Wymaganie: Przekonwertuj pozycje od wiersza zawierającego „In the photo above, where can the thorny” do końca listy, włącznie z obiema granicami, na plik CSV z dwiema kolumnami: „wejście” z treścią pozycji i „wyjście” z odpowiedzią. Każda pozycja ma stanowić jeden wiersz, a każda wartość jedno pole w cudzysłowie, z podziałami wierszy zamienionymi na spacje.

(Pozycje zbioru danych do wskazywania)
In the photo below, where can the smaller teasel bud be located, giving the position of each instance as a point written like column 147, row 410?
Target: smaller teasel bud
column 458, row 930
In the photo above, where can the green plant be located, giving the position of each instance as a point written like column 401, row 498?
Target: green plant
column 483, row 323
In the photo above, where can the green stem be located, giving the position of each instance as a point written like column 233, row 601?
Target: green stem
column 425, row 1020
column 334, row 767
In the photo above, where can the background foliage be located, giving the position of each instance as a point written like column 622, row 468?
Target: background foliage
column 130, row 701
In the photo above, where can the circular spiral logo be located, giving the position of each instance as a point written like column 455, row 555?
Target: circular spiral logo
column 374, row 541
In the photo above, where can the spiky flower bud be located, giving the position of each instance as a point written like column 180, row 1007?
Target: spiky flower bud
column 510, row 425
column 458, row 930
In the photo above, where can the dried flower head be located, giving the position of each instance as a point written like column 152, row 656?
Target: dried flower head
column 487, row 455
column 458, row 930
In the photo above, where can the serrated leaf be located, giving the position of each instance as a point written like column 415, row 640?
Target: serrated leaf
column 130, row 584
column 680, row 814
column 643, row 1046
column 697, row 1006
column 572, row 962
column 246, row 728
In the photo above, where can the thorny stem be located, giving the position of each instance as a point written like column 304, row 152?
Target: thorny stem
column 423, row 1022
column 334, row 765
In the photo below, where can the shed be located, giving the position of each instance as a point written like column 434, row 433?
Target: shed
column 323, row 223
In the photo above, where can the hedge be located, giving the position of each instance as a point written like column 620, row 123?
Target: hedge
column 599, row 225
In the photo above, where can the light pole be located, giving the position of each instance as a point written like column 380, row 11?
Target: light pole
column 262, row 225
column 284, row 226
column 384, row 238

Odpowiedź:
wejście,wyjście
"In the photo above, where can the thorny stem be located, giving the position of each instance as a point written like column 304, row 152? Target: thorny stem","column 423, row 1022 column 334, row 765"
"In the photo below, where can the shed be located, giving the position of each instance as a point written like column 434, row 433? Target: shed","column 323, row 223"
"In the photo above, where can the hedge be located, giving the position of each instance as a point written like column 620, row 123? Target: hedge","column 599, row 225"
"In the photo above, where can the light pole be located, giving the position of each instance as a point written like column 380, row 11? Target: light pole","column 262, row 225 column 284, row 226 column 384, row 238"